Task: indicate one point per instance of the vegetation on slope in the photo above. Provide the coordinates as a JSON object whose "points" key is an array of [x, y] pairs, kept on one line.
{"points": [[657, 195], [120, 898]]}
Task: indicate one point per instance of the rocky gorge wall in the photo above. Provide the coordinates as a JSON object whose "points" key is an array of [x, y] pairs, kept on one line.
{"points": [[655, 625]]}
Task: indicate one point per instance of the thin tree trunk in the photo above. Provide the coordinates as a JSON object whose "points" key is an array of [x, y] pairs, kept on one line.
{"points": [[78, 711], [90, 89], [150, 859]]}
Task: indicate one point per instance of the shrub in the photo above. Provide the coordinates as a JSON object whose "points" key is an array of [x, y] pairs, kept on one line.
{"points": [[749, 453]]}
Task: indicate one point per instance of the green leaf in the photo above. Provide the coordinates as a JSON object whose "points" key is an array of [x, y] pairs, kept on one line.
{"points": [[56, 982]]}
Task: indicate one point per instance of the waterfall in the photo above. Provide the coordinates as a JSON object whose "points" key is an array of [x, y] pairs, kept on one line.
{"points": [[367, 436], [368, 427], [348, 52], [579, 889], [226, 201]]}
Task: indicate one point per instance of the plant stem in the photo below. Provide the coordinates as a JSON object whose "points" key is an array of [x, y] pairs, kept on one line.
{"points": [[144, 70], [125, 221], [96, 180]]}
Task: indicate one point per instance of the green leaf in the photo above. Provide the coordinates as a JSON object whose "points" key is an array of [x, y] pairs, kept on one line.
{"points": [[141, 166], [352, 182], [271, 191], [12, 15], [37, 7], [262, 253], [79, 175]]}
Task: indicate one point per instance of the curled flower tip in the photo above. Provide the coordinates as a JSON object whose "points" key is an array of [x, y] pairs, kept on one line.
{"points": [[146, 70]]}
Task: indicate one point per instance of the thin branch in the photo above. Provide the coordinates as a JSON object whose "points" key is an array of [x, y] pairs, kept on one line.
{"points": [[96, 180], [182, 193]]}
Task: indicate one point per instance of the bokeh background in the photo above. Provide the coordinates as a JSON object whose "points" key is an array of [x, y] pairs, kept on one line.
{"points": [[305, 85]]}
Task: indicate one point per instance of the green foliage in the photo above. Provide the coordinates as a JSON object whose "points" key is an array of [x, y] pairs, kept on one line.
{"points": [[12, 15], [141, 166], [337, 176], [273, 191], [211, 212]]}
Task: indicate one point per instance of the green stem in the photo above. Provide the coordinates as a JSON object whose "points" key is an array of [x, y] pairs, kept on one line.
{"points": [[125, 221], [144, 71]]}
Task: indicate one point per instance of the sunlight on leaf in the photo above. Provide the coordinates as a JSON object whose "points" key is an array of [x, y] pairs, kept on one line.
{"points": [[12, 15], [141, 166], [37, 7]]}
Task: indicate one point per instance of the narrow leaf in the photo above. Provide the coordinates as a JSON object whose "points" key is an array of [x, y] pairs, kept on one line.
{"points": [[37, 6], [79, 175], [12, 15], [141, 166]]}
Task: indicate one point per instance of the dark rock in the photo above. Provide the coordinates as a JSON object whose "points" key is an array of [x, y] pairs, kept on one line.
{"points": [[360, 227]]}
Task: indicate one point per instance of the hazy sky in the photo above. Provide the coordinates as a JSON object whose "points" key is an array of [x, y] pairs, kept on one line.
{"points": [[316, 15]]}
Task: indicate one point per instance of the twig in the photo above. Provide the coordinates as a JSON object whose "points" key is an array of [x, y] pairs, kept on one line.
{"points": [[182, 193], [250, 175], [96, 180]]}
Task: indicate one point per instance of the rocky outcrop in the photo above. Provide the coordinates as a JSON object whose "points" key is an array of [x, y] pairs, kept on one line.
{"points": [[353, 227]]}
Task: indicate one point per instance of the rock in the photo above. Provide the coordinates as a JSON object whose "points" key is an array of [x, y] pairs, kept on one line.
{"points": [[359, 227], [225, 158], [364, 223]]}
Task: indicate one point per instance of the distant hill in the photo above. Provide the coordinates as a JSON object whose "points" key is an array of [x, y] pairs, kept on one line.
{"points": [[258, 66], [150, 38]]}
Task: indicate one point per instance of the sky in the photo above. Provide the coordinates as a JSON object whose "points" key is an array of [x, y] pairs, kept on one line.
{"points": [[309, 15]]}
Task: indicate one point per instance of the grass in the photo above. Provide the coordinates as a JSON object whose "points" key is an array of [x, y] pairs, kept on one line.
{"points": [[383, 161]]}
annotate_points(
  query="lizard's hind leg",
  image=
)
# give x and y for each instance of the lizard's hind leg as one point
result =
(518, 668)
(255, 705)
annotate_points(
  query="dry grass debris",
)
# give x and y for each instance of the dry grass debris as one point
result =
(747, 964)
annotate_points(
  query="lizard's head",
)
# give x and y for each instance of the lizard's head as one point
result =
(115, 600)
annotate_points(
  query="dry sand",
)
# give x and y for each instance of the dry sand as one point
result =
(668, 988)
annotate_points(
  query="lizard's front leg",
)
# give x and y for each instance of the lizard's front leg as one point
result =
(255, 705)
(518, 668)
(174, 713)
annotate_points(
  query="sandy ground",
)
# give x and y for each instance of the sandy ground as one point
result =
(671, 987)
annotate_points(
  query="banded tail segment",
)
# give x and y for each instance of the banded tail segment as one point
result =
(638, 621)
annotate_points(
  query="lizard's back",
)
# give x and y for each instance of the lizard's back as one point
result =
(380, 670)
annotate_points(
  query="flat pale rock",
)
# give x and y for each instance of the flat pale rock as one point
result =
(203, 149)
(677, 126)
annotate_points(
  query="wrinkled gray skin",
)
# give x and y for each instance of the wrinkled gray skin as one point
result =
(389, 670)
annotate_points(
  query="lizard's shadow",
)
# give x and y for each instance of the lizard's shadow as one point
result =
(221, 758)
————
** Aim of the exercise **
Retype the records that precede this task, keeping them exactly the same.

** The reply **
Task: indicate one point per instance of the vegetation on slope in the photo above. Provide the coordinates as a JSON object whose "points" key is an array of [x, y] pairs, kept on one line.
{"points": [[657, 195], [120, 898]]}
Task: indicate one point per instance of the rocky gorge wall in the photo above. Provide the coordinates as a JSON object whose "points" key is an array of [x, y] pairs, kept on one line.
{"points": [[655, 625]]}
Task: indicate one point per instance of the thin tree trunk in the photo above. Provide the coordinates as a JSON object whose "points" key is an array of [x, y] pairs, kept on one line.
{"points": [[78, 711], [90, 89], [150, 859]]}
Task: indicate one point per instance of the shrub in the photo above. Provide the coordinates as a JSON object whose "points" key is an array of [x, y] pairs, kept on one line.
{"points": [[749, 453]]}
Task: indicate one point per instance of the green leaf in the photo above. Provide the coordinates as a JSON object whose "points" key is an array of [x, y] pairs, kept on one line.
{"points": [[56, 982]]}
Task: indicate one point per instance of the waterfall in the photo above. Provide the coordinates as a JSON object whose "points" key is an array of [x, y] pairs, kept on one line.
{"points": [[367, 436], [368, 427], [348, 52], [579, 889], [226, 201]]}
Task: indicate one point per instance of the plant stem in the photo below. Provide the coordinates as a JSON object whose "points" key is an array of [x, y] pairs, kept on one line.
{"points": [[144, 70], [125, 221], [96, 180]]}
Task: indicate one point per instance of the green leaf in the photo above. Provide the coordinates as a JSON object whose "points" key is an array of [x, y] pairs, kept on one line.
{"points": [[141, 166], [352, 182], [271, 191], [12, 15], [37, 7], [262, 253], [79, 175]]}
Task: indicate one point per instance of the curled flower tip in the photo above. Provide the coordinates as a JSON object whose "points" key is an array of [x, y] pairs, kept on one line.
{"points": [[146, 70]]}
Task: indicate one point per instance of the thin branch in the photo above. Provide the coordinates as a JSON object whose "points" key is an array of [x, y] pairs, kept on one line.
{"points": [[96, 180], [182, 193]]}
Task: indicate one point per instance of the bokeh background in the photo above. Provide the coordinates as a JSON object whose "points" key is an array of [x, y] pairs, kept on one line.
{"points": [[305, 85]]}
Task: indicate one point per instance of the green foliage in the photo above. Provide the coordinates as a JSON object whose "points" key is an array of [x, y] pairs, kept on one line.
{"points": [[12, 15], [141, 166], [337, 176], [273, 191], [211, 212]]}
Task: indicate one point per instance of the green stem in the photo above. Provide the coordinates as a JSON object whose "points" key is an array of [x, y] pairs, kept on one line.
{"points": [[125, 221], [144, 71]]}
Task: indicate one point per instance of the sunlight on leaf in the photo above. Provide the coordinates as a JSON object whose "points" key is an array of [x, y] pairs, kept on one line.
{"points": [[12, 15], [141, 166], [37, 7]]}
Task: indicate one point per instance of the narrow leaf in the photo above. Provide the coordinates as a JSON object whose "points" key is an array of [x, y] pairs, kept on one line.
{"points": [[37, 6], [79, 175], [12, 15], [141, 166]]}
Task: indicate one point per instance of the dark rock in the photo above. Provide the coordinates as a JSON object whose "points" key is an array of [x, y] pairs, kept on one line.
{"points": [[360, 227]]}
Task: indicate one point per instance of the hazy sky in the photo above. Provide the coordinates as a JSON object whose "points" key is an array of [x, y] pairs, kept on one line.
{"points": [[316, 15]]}
Task: indicate one point per instance of the twig in the photo above. Provide the coordinates as a JSON object whose "points" key is an array of [x, y] pairs, kept on one line.
{"points": [[182, 193], [250, 175], [96, 180]]}
Task: indicate one point per instance of the rocky outcrop in the photo above. Provide the coordinates as a JSON object whose "points" key is an array of [x, y] pairs, kept on one line.
{"points": [[353, 227]]}
Task: indicate one point per instance of the rock in the photo above. Provide the coordinates as a JSON object whose "points" key is an array of [x, y] pairs, kept on one line.
{"points": [[359, 227], [225, 158], [364, 223]]}
Task: indicate one point per instance of the distant hill in the photo above. Provide the coordinates as a JSON object whose "points" key is an array of [x, y] pairs, kept on one line.
{"points": [[258, 66], [150, 38]]}
Task: indicate one point per instance of the sky in the photo above. Provide the coordinates as a JSON object whose "points" key is an array of [x, y] pairs, kept on one line.
{"points": [[309, 15]]}
Task: indicate one point per instance of the grass in the photo above. Provide the coordinates as a JSON object whose "points" key is an array of [x, y] pairs, kept on one line.
{"points": [[383, 161]]}
annotate_points(
  query="lizard's hind leg",
  image=
)
# give x and y for each instance of the lizard's hind leg as one point
result =
(518, 668)
(255, 705)
annotate_points(
  query="dry grass debris",
)
# give x and y for each instance of the dry grass debris as one point
result =
(747, 964)
annotate_points(
  query="lizard's head",
)
# give x and y for each instance of the lizard's head as one point
result =
(115, 600)
annotate_points(
  query="dry sand",
)
# give x and y for each instance of the dry sand as one point
result =
(668, 988)
annotate_points(
  query="lizard's front leg",
)
# give x and y for each instance of the lizard's front leg as one point
result =
(255, 705)
(518, 668)
(174, 713)
annotate_points(
  query="sandy ground",
)
# give x and y for each instance of the sandy ground as one point
result =
(671, 987)
annotate_points(
  query="banded tail segment",
)
# give x and y for each instance of the banded tail segment as one point
result =
(638, 621)
annotate_points(
  query="lizard's back",
)
# give x and y for each instance of the lizard's back as one point
result =
(380, 670)
annotate_points(
  query="flat pale rock",
)
# give x and y for each instance of the flat pale rock as one point
result =
(203, 149)
(677, 126)
annotate_points(
  query="wrinkled gray skin",
)
# give x and y for each instance of the wrinkled gray skin as one point
result =
(389, 670)
annotate_points(
  query="lizard's shadow",
)
# give x and y for each instance of the lizard's shadow as one point
result =
(221, 758)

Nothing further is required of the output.